◆ EXERCISE
How many lines in this material include the string "below"? Answer with the number and nothing further.

◆ RECORDS FOR THIS TASK
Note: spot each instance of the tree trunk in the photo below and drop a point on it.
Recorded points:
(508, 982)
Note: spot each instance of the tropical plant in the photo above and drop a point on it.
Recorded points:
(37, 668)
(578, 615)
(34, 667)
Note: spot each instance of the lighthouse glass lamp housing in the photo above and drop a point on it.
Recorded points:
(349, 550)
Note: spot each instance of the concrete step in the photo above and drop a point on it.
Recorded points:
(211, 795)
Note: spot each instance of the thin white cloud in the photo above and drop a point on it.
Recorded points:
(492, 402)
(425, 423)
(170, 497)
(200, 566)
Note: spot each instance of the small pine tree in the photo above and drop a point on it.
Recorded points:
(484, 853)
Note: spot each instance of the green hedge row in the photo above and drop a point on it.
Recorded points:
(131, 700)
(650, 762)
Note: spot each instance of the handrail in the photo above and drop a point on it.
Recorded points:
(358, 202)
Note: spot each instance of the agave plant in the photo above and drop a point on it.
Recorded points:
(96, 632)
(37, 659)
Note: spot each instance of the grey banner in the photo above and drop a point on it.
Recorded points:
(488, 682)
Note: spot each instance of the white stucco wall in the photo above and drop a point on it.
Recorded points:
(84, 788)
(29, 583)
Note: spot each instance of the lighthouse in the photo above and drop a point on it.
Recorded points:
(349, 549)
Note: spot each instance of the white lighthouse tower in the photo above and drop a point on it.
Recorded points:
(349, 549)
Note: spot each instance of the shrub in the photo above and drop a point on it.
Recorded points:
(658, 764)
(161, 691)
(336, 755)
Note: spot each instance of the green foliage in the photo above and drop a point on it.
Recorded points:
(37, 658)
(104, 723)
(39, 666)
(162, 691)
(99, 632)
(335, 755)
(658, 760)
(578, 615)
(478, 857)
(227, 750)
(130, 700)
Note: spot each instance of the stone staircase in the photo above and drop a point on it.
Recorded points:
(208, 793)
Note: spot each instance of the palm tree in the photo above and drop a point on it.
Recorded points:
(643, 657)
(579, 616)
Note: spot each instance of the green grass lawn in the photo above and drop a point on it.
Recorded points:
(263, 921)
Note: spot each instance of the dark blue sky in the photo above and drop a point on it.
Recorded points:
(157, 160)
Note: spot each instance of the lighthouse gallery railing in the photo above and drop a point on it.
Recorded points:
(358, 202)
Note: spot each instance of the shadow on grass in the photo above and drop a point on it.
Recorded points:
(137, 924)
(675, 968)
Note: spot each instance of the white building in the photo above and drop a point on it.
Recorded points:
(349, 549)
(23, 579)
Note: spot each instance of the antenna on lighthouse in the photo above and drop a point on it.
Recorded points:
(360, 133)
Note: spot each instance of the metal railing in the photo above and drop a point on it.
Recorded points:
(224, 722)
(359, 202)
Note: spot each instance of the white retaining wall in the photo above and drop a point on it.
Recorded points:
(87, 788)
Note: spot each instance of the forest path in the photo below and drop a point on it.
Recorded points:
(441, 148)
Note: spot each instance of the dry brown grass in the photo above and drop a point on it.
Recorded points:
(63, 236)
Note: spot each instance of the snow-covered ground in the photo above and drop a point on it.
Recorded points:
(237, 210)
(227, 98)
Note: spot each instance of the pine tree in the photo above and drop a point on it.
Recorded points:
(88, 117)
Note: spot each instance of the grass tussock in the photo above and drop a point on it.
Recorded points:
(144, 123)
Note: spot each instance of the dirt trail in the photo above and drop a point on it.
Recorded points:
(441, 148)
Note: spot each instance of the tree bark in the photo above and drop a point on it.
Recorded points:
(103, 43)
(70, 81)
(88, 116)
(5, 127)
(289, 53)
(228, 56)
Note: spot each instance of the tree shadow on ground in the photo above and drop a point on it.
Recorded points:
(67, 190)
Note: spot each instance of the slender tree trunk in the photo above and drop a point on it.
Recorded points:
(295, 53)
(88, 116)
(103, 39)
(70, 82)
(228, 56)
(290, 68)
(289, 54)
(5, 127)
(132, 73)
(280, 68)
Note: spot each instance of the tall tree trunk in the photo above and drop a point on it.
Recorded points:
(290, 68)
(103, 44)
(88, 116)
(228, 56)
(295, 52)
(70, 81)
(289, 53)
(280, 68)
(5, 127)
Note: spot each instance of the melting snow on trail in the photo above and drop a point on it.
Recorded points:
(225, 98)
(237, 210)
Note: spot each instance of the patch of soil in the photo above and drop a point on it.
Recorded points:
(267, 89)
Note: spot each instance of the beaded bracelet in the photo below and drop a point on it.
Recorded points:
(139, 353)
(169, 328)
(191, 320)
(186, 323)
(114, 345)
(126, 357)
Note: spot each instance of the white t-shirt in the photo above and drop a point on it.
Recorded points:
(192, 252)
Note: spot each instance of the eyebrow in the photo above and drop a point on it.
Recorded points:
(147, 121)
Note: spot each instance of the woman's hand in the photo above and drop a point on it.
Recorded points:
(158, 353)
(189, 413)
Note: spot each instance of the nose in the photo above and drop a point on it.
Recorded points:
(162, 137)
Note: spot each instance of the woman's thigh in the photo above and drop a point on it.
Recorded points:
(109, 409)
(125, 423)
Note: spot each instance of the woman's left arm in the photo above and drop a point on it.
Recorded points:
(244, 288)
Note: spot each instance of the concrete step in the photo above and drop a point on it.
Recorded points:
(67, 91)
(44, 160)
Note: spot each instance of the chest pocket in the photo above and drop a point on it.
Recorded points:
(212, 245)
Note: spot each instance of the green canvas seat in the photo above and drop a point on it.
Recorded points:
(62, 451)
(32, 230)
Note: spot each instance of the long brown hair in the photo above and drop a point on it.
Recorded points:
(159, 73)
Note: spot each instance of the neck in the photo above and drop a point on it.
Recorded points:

◆ YOUR SOLUTION
3